**Problem to work on**:
Output the entries verbatim, including every line.

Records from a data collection
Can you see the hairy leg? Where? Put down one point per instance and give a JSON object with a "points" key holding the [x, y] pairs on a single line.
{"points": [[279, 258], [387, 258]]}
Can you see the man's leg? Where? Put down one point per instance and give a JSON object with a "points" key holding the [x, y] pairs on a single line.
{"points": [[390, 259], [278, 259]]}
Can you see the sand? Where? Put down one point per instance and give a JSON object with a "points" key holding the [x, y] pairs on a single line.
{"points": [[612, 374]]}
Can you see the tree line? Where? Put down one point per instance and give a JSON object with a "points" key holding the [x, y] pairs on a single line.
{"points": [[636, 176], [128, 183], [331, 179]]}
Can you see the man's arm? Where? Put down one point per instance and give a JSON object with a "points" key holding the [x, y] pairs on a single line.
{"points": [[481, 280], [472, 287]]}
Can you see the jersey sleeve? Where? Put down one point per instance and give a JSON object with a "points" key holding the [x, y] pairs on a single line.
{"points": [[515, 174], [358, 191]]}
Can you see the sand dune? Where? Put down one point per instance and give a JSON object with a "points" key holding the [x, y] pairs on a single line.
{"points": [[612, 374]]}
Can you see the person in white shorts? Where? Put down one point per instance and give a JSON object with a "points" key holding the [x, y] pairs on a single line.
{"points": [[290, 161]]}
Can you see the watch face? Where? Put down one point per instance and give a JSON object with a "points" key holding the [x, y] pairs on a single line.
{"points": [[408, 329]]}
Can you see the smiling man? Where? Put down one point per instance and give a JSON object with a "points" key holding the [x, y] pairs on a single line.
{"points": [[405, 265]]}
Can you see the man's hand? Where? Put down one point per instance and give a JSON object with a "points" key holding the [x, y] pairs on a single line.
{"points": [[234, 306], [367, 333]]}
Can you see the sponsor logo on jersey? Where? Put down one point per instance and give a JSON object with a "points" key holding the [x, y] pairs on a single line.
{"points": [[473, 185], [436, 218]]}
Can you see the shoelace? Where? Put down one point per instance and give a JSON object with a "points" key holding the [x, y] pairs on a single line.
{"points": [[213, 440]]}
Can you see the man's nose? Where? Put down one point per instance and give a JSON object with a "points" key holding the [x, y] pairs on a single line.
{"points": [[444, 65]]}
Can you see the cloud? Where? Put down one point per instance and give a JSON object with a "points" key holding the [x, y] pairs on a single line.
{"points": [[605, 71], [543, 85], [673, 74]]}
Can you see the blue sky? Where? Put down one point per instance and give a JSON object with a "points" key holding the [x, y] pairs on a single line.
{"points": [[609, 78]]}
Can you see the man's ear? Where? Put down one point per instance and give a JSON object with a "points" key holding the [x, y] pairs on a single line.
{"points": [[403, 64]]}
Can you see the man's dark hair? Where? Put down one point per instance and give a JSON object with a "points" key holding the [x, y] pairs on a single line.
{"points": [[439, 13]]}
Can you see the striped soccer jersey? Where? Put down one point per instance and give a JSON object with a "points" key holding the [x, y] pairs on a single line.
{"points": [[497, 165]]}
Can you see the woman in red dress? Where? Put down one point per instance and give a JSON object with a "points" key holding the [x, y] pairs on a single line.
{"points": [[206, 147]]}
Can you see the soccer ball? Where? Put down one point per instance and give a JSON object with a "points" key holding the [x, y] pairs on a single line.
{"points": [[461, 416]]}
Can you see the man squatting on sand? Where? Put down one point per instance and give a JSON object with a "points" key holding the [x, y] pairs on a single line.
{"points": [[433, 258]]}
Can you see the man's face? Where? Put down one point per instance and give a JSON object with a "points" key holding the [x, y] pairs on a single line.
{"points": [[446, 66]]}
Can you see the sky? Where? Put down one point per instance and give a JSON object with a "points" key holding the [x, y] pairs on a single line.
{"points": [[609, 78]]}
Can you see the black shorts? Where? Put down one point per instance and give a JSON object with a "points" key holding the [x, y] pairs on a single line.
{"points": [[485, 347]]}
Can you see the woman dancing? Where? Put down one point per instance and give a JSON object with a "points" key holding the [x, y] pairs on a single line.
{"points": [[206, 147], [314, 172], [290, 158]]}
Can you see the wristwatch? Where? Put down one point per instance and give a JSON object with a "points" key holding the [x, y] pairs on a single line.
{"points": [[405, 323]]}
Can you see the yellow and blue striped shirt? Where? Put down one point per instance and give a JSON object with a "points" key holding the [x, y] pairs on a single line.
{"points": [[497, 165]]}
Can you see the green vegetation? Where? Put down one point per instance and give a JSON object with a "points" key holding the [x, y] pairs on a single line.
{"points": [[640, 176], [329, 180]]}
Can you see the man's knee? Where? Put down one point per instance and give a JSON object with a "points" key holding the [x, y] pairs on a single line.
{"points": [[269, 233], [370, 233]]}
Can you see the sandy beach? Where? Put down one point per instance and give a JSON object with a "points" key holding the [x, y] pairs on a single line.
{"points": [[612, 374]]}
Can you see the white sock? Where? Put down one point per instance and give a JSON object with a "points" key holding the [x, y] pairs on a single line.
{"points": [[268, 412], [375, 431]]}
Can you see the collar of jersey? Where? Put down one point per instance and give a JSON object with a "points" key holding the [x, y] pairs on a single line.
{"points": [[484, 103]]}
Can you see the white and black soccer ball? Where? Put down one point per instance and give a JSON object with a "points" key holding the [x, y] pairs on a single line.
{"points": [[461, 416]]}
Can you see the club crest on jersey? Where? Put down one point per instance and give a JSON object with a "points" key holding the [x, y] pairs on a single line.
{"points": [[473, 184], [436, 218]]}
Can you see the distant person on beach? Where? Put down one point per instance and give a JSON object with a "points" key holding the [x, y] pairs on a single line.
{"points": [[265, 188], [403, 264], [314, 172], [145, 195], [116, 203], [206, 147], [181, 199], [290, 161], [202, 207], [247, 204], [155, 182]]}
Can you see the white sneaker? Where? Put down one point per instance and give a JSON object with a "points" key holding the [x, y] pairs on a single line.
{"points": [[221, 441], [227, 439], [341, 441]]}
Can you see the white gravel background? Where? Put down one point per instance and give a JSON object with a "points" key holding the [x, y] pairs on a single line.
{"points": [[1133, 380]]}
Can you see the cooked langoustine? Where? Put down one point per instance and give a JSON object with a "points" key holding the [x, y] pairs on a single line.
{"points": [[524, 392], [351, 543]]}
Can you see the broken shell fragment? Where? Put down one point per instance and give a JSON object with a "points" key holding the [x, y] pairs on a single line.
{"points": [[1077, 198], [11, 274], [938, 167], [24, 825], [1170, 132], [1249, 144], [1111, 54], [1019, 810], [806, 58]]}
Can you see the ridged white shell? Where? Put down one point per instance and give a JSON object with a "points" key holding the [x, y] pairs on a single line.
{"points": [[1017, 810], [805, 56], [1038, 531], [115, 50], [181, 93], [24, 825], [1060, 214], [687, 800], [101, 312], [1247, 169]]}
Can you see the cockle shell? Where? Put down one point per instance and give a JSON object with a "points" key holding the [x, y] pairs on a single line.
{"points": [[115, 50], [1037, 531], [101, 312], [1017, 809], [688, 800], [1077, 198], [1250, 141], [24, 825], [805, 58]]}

**Answer to this problem**:
Can you see the hairy leg? Where? Put down one point per instance and give a JSON object with a "points" key holding the [x, y] pairs on a single line.
{"points": [[279, 258], [387, 258]]}
Can you see the man's leg? Where? Put down one point per instance and give a JSON object with a "points" key holding the [x, y] pairs on a single line.
{"points": [[390, 259], [278, 259]]}
Can you see the sand? Where? Put down one point per instance and give a JSON object with a "points" key holding the [x, y] pairs on a single line.
{"points": [[612, 374]]}
Can you see the tree line? Where? Put down one point per instance and give a JSON object with a "points" key holding the [x, y] pairs on a single line.
{"points": [[636, 176], [128, 183], [331, 179]]}
Can you see the man's arm? Where? Put down one point per instance and give a JSON object with a "points" key holding the [x, y] pairs on a single line.
{"points": [[481, 280], [472, 287]]}
Can you see the jersey sleeve? Where? Put down one point per instance and give a JSON object with a "points" key holding the [x, y] pairs on a single line.
{"points": [[515, 174], [358, 191]]}
Can you see the sand dune? Where? Put down one point per instance and give a JSON object with a "points" key holding the [x, y] pairs on a single line.
{"points": [[612, 374]]}
Can you see the person in white shorts? Where? Put down one point per instance and give a JSON object with a "points" key holding the [x, y] pairs on a single line.
{"points": [[290, 161]]}
Can you see the watch face? Where? Put down one point per instance and give a JSON object with a "points" key holding the [x, y] pairs on a single line.
{"points": [[408, 329]]}
Can you see the smiling man? Where? Put down one point per instance and give a JSON object with a "points" key holding the [x, y] pairs on a single line.
{"points": [[405, 265]]}
Can you see the man's hand? Where? Put down one point per instance and give a JSON object with a "points" key holding the [x, y] pairs on a single line.
{"points": [[234, 306], [367, 333]]}
Can you see the sponsor logo on jersey? Where? Put down one point per instance and give a JSON object with a "points" key holding the [x, y] pairs on a single line.
{"points": [[473, 185], [436, 218]]}
Can you see the shoelace? Where? Put down one point per instance and give a JSON object with a "points" key holding the [x, y] pairs on a single line.
{"points": [[213, 440]]}
Can you see the man's nose? Where? Put down one point per instance and give a JSON object with a "points" key holding the [x, y] pairs on a single line.
{"points": [[444, 65]]}
Can you see the cloud? Where? Put down one point per instance and give a JSON object with a "points" key holding the [x, y] pairs on a single line.
{"points": [[605, 71], [543, 85], [673, 74]]}
Can you see the blue sky? Where? Put down one point per instance and give a JSON object with a "points" key holding the [x, y] pairs on a single line.
{"points": [[609, 78]]}
Can you see the man's ear? Where? Put down one point per instance and give a JSON object with a "points" key holding the [x, y] pairs on a single line.
{"points": [[403, 64]]}
Can you see the man's dark hair? Where? Put down one point per instance and give a JSON object with a "points" key holding the [x, y] pairs on a single line.
{"points": [[439, 13]]}
Can you see the striped soccer jersey? Where? Put down one point per instance and give a JSON object with a "points" key holding the [x, y] pairs on a single line.
{"points": [[497, 165]]}
Can you see the woman in red dress? Where? Put down one point per instance and give a JSON object with a "points" key holding the [x, y] pairs on a single line.
{"points": [[206, 147]]}
Can you see the soccer ball? Where? Put down one point per instance and give a JSON object with a "points" key holding the [x, y] pairs on a single line.
{"points": [[461, 416]]}
Can you see the man squatting on sand? Where? Put down one point per instance and give a JSON object with a "points" key holding the [x, y] pairs on a single line.
{"points": [[433, 258]]}
Can you see the man's face? Where? Put down one point per instance and give a JSON object with a "points" key holding the [x, y] pairs on a single line.
{"points": [[446, 66]]}
Can you see the sky? Where? Put down one point per instance and give a JSON object with a "points" key holding the [x, y] pairs on a single line.
{"points": [[609, 78]]}
Can you see the black shorts? Where? Put down one point per instance and give a JSON object with a "points" key holding the [x, y] pairs on a single line.
{"points": [[485, 347]]}
Can you see the woman dancing? Where? Put down one point per instance and give a JSON object with a "points" key holding the [x, y] pairs on a single line.
{"points": [[206, 147], [314, 172], [290, 158]]}
Can you see the wristwatch? Where? Put down one point per instance and give a JSON object with a "points" key holding the [x, y] pairs on a single line.
{"points": [[405, 323]]}
Can you see the yellow and blue striped shirt? Where? Put down one point per instance and give a JSON object with a "points" key holding the [x, y] pairs on a single line.
{"points": [[497, 165]]}
Can you see the green vegetation? Where? Put down one point per instance and give a JSON object with a "points" key holding the [x, y] pairs on a single line.
{"points": [[640, 176], [329, 180]]}
Can you see the man's knee? Where? Put down one point per instance and give a JSON object with a "points" key holding the [x, y] pairs on a single line.
{"points": [[269, 233], [370, 233]]}
Can you see the sandy beach? Where? Put down one point per instance and give a JSON object with a "points" key holding the [x, y] pairs on a single line.
{"points": [[612, 374]]}
Can you see the white sock? Where? Put down one point per instance and give a JSON object with a "points" key holding the [x, y] pairs on a single line.
{"points": [[268, 412], [375, 431]]}
Can you see the collar of jersey? Where? Put down one point per instance and give a JSON object with a "points" key holding the [x, y] pairs on a single line.
{"points": [[484, 103]]}
Can you see the white and black soccer ball? Where? Put down one point per instance and give a JSON object with a "points" key holding the [x, y] pairs on a single line.
{"points": [[461, 416]]}
Can you see the club crest on jersey? Where? Put down one point per instance and give a JSON object with a "points" key holding the [x, y] pairs on a single line.
{"points": [[473, 184], [436, 218]]}
Can you see the distant person on beach? Where? Put down one point per instance and give a JSON object with a "points" key holding the [x, y] pairs on a single line.
{"points": [[265, 188], [403, 264], [314, 172], [145, 195], [116, 203], [206, 147], [181, 199], [290, 161], [202, 207], [247, 204], [155, 182]]}
Can you see the white sneaker? Where? Put down one point per instance and give a JSON object with a "points" key holding the [x, y] pairs on a single line.
{"points": [[221, 441], [227, 439], [341, 441]]}
Can you see the white gravel background? Where? Put down one point per instance and give a JSON object with a "points" key holding the [x, y] pairs on a single line.
{"points": [[1133, 380]]}
Can you see the cooked langoustine? Where? Put down one point per instance and give a JSON object with a "points" key holding the [x, y] pairs on a single line.
{"points": [[524, 392], [351, 543]]}
Can you see the broken shell fragment? Where? Put down one point per instance and give a JSON object with a "points" key holding the [x, y] pairs on a single line.
{"points": [[1077, 198], [11, 274], [938, 167], [24, 825], [1170, 132], [1249, 144], [1111, 54], [1019, 810], [806, 58]]}
Can you see the ridged white shell? Where? Put down one point per instance and give a JSON object with a "points" key holding the [x, y] pairs on a single line.
{"points": [[1017, 810], [805, 56], [1038, 531], [115, 50], [181, 93], [24, 825], [1060, 214], [687, 800], [101, 312], [1247, 169]]}
Can you see the cockle shell? Where? Put down one point per instance and give a JSON object with a "points" key holding the [x, y] pairs on a single line.
{"points": [[115, 50], [1037, 531], [101, 312], [1017, 809], [688, 800], [1077, 198], [1250, 141], [24, 825], [805, 58]]}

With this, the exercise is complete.